EXERCISE OBJECTIVE: Starting from the line containing "of the background", write out every remaining line exactly, the last one included.

EXTRACTED INFORMATION:

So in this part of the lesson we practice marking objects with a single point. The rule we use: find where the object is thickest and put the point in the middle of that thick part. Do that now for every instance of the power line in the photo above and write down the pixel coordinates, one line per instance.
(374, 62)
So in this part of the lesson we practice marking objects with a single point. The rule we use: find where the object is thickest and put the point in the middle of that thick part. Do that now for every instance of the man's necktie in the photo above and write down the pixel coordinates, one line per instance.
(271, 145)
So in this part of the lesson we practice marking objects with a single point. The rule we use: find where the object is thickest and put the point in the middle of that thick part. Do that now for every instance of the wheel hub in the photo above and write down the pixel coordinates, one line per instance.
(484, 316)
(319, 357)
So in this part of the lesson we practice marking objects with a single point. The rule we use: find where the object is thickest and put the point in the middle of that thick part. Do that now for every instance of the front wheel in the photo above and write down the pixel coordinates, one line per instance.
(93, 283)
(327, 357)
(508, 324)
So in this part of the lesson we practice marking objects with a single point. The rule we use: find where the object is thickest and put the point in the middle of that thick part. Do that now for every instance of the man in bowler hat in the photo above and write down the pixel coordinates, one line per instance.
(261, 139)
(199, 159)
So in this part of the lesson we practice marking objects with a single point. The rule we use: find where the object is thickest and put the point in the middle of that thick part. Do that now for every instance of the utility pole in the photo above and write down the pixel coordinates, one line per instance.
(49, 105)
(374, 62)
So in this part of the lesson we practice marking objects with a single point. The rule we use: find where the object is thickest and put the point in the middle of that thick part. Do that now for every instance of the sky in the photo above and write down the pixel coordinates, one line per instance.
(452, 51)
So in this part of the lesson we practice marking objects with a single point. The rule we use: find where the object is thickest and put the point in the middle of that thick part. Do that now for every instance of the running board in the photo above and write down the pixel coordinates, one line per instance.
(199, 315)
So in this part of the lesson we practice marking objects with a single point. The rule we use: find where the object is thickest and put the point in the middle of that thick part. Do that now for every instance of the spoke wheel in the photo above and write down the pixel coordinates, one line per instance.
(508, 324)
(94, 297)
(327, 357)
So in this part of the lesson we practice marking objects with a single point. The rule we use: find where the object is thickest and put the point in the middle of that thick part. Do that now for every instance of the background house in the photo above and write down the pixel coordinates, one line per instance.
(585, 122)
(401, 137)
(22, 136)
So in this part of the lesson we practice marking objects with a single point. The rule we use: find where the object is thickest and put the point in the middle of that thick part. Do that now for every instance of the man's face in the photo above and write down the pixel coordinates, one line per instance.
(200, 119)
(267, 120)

EXERCISE SOLUTION:
So in this part of the lesson we practice marking objects with a single point. The rule we use: find where the object is thickest and put the point in the middle of that thick part. Do that now for every instance of the background house in the photo above and write down the pixel coordinates, one line per instance.
(585, 122)
(401, 137)
(22, 136)
So in this part of the lesson we practice marking objects with a single point. The rule we use: find where the object is thickest and put the point in the middle of that thick part. Do that now for every instance of the man's face in the photo above and write down the pixel coordinates, one line per instance.
(200, 119)
(267, 120)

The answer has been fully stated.